**Data**

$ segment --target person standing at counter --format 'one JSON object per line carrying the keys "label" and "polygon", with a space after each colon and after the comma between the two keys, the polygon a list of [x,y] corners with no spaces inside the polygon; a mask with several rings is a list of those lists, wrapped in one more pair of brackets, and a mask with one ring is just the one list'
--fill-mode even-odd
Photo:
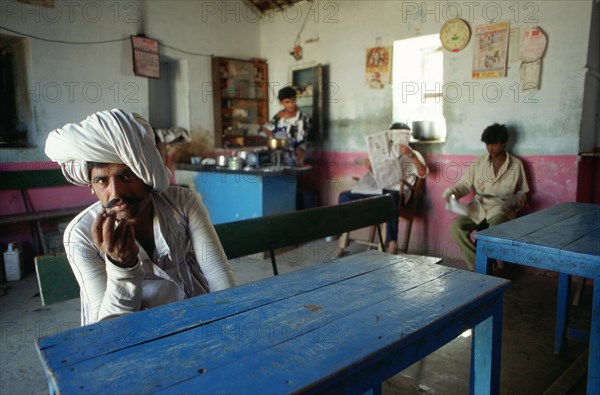
{"label": "person standing at counter", "polygon": [[296,90],[291,86],[280,89],[277,98],[283,109],[263,125],[263,131],[268,137],[286,139],[286,151],[290,155],[286,164],[303,167],[310,118],[296,105]]}
{"label": "person standing at counter", "polygon": [[169,186],[141,116],[115,109],[67,124],[49,134],[46,155],[99,200],[63,239],[81,289],[82,325],[235,285],[204,204]]}

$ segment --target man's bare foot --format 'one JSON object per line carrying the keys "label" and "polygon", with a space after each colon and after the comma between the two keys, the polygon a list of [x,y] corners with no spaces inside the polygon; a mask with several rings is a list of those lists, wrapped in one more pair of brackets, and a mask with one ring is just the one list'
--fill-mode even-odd
{"label": "man's bare foot", "polygon": [[385,252],[387,252],[388,254],[396,255],[398,253],[398,243],[393,240],[390,241]]}

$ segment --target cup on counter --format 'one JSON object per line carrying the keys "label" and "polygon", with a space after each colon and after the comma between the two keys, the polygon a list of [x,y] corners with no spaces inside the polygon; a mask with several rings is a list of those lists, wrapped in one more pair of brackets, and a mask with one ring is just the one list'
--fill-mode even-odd
{"label": "cup on counter", "polygon": [[217,166],[218,167],[227,167],[228,157],[225,155],[219,155],[217,157]]}
{"label": "cup on counter", "polygon": [[200,162],[202,162],[202,157],[201,156],[192,156],[190,161],[192,162],[192,165],[199,165]]}
{"label": "cup on counter", "polygon": [[229,170],[242,170],[244,168],[244,160],[239,156],[232,156],[227,162]]}

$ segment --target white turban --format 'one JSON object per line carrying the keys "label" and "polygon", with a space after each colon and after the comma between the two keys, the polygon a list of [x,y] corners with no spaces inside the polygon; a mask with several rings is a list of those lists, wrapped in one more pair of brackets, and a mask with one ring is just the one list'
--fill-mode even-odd
{"label": "white turban", "polygon": [[139,114],[114,109],[69,123],[50,132],[46,155],[75,185],[90,185],[88,162],[100,162],[126,164],[156,191],[169,186],[170,172],[156,148],[152,127]]}

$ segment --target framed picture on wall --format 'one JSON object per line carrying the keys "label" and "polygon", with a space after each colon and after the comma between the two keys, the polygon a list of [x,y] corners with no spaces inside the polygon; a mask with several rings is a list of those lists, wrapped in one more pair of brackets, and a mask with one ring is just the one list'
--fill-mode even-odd
{"label": "framed picture on wall", "polygon": [[158,41],[146,36],[131,36],[133,73],[140,77],[160,78]]}
{"label": "framed picture on wall", "polygon": [[365,82],[371,89],[383,89],[391,82],[392,47],[367,48]]}

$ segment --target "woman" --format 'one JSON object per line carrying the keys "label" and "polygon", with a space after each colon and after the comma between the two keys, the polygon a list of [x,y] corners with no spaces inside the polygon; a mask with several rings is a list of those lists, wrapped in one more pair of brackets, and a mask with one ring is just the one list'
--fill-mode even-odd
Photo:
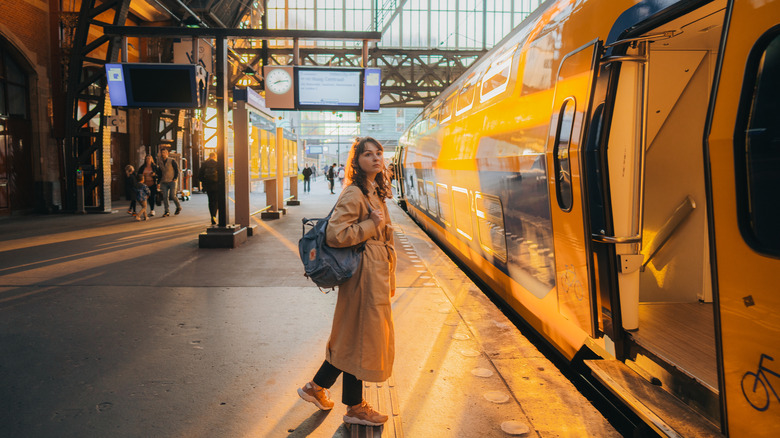
{"label": "woman", "polygon": [[347,188],[336,201],[326,240],[333,247],[366,242],[360,268],[339,286],[325,362],[298,395],[322,410],[333,408],[330,388],[344,373],[344,422],[379,426],[387,415],[363,399],[363,380],[384,382],[395,353],[390,297],[395,294],[395,250],[385,199],[390,198],[382,145],[370,137],[352,144]]}
{"label": "woman", "polygon": [[154,164],[154,158],[147,154],[144,164],[138,168],[139,175],[144,176],[144,185],[149,187],[149,216],[154,216],[154,201],[157,198],[157,183],[160,181],[160,168]]}

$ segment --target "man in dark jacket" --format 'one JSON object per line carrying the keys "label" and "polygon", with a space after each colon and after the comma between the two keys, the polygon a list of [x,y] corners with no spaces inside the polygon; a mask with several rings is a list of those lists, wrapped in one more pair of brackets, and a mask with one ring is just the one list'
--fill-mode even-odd
{"label": "man in dark jacket", "polygon": [[336,163],[333,163],[332,166],[330,166],[330,169],[328,169],[328,186],[330,186],[330,193],[333,195],[335,192],[333,191],[333,180],[336,178]]}
{"label": "man in dark jacket", "polygon": [[308,166],[305,166],[301,173],[303,174],[303,191],[310,192],[311,191],[311,169]]}
{"label": "man in dark jacket", "polygon": [[163,206],[165,207],[165,214],[163,217],[170,216],[170,210],[168,210],[168,201],[171,200],[176,204],[176,212],[174,214],[181,213],[181,204],[179,198],[176,197],[176,183],[179,180],[179,165],[176,160],[169,157],[170,151],[163,149],[160,151],[160,189],[162,190]]}
{"label": "man in dark jacket", "polygon": [[217,154],[212,152],[209,158],[200,165],[198,171],[198,181],[201,187],[206,191],[209,197],[209,215],[211,216],[211,225],[217,223],[217,189],[219,184],[219,171],[217,164]]}

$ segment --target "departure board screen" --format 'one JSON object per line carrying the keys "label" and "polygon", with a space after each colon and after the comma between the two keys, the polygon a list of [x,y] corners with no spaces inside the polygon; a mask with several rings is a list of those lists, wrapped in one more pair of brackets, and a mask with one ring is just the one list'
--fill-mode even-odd
{"label": "departure board screen", "polygon": [[298,109],[362,109],[362,69],[296,68],[295,73]]}

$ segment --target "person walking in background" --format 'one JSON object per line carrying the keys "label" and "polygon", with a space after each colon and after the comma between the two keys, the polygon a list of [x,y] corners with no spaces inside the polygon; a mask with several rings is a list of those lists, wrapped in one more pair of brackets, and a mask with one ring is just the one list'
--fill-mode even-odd
{"label": "person walking in background", "polygon": [[147,200],[150,199],[151,191],[149,190],[149,187],[144,184],[144,176],[143,174],[136,175],[136,181],[135,181],[135,187],[133,188],[134,191],[134,199],[138,201],[138,205],[141,206],[141,213],[135,216],[135,220],[140,221],[141,218],[143,220],[148,220],[149,217],[146,215],[146,203]]}
{"label": "person walking in background", "polygon": [[[365,242],[358,271],[339,286],[325,361],[298,395],[322,410],[333,408],[328,388],[343,374],[344,422],[379,426],[387,415],[363,399],[363,381],[384,382],[393,371],[395,339],[390,298],[395,294],[396,255],[385,200],[390,180],[383,148],[373,138],[355,140],[347,159],[346,184],[328,221],[326,243],[349,247]],[[333,165],[335,167],[335,164]]]}
{"label": "person walking in background", "polygon": [[346,176],[344,166],[339,166],[339,187],[344,187],[344,177]]}
{"label": "person walking in background", "polygon": [[173,214],[181,213],[181,204],[179,198],[176,197],[176,181],[179,179],[179,165],[176,160],[169,158],[170,151],[163,149],[160,151],[160,189],[162,190],[163,206],[165,207],[165,214],[163,217],[170,216],[171,212],[168,209],[168,201],[171,200],[176,204],[176,212]]}
{"label": "person walking in background", "polygon": [[326,177],[328,178],[328,188],[330,188],[330,194],[333,195],[335,194],[333,191],[333,182],[336,179],[336,163],[333,163],[333,165],[330,166]]}
{"label": "person walking in background", "polygon": [[211,152],[209,158],[200,165],[198,170],[198,181],[201,187],[206,191],[209,198],[209,216],[211,216],[211,225],[217,224],[217,190],[219,184],[219,170],[217,163],[217,153]]}
{"label": "person walking in background", "polygon": [[154,201],[157,197],[157,183],[160,181],[160,168],[154,164],[154,158],[146,154],[144,162],[138,167],[138,174],[143,175],[144,185],[149,188],[149,216],[154,216]]}
{"label": "person walking in background", "polygon": [[125,166],[125,198],[130,201],[130,207],[127,208],[127,214],[135,216],[135,185],[138,183],[135,175],[135,167],[132,164]]}
{"label": "person walking in background", "polygon": [[309,167],[304,167],[301,173],[303,174],[303,191],[310,192],[311,191],[311,169]]}

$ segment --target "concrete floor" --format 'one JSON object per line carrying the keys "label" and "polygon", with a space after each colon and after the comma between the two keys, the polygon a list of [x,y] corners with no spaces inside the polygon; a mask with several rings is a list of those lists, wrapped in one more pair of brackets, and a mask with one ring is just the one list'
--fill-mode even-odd
{"label": "concrete floor", "polygon": [[301,217],[336,200],[312,186],[232,250],[198,248],[197,193],[140,223],[124,201],[0,220],[0,436],[618,436],[395,204],[394,376],[366,389],[391,420],[347,429],[340,379],[333,411],[298,398],[336,302],[298,259]]}

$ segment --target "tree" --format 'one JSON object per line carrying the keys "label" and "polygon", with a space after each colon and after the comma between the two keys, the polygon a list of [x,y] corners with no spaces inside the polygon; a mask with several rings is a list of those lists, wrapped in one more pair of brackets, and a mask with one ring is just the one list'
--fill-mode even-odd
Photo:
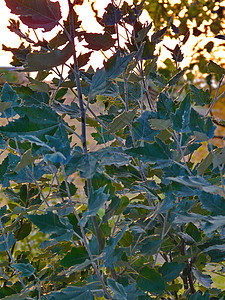
{"label": "tree", "polygon": [[[224,297],[207,271],[211,266],[224,276],[224,148],[211,142],[209,114],[220,96],[184,82],[179,45],[173,64],[157,70],[155,48],[175,25],[141,24],[143,1],[112,2],[102,18],[96,12],[104,33],[87,33],[74,10],[83,1],[68,0],[63,23],[58,2],[5,1],[30,28],[61,24],[62,30],[34,42],[10,21],[10,30],[29,43],[10,49],[12,64],[38,73],[26,85],[1,89],[7,124],[0,127],[0,183],[7,205],[0,209],[0,297]],[[77,55],[81,39],[89,52]],[[83,68],[92,51],[108,49],[104,67]],[[56,77],[45,82],[50,71]],[[209,72],[221,84],[224,69],[211,62]],[[97,114],[99,103],[104,111]],[[208,107],[205,115],[201,107]],[[93,142],[99,148],[90,151]],[[193,160],[203,142],[207,156]]]}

**Goal of the exercise**
Copy nothing but the lines from the top of the data down to the line containing "segment --target cup", and leave the pictures out.

**Answer to this problem**
$ segment --target person standing at counter --format 'one JSON object per line carrying the keys "label" and "polygon", with a space after each colon and after the comma between the two keys, the polygon a list of [x,y] corners with no spaces inside the polygon; a mask with several rings is a list of those lists, wrapped in one more pair of brackets, and a mask with one ring is just the one list'
--fill-mode even-odd
Photo:
{"label": "person standing at counter", "polygon": [[296,90],[291,86],[280,89],[277,98],[283,109],[263,125],[263,131],[268,137],[286,139],[286,151],[290,155],[286,164],[303,167],[310,118],[296,105]]}
{"label": "person standing at counter", "polygon": [[169,186],[141,116],[115,109],[67,124],[49,134],[46,155],[99,200],[63,239],[81,289],[82,325],[235,285],[204,204]]}

$ segment --target man's bare foot --format 'one JSON object per line carrying the keys "label" and "polygon", with a space after each colon and after the comma between the two keys, the polygon a list of [x,y] corners with no spaces inside the polygon; a mask with several rings is a list of those lists, wrapped in one more pair of brackets, and a mask with one ring is just the one list'
--fill-mode even-odd
{"label": "man's bare foot", "polygon": [[385,252],[387,252],[388,254],[396,255],[398,253],[398,243],[393,240],[390,241]]}

$ segment --target cup on counter --format 'one JSON object per line carrying the keys "label" and "polygon", with a space after each colon and after the comma between the two keys, the polygon a list of [x,y] corners with no spaces inside the polygon; a mask with several rings is a list of those lists, wrapped in one more pair of brackets, and a mask with one ring is just the one list'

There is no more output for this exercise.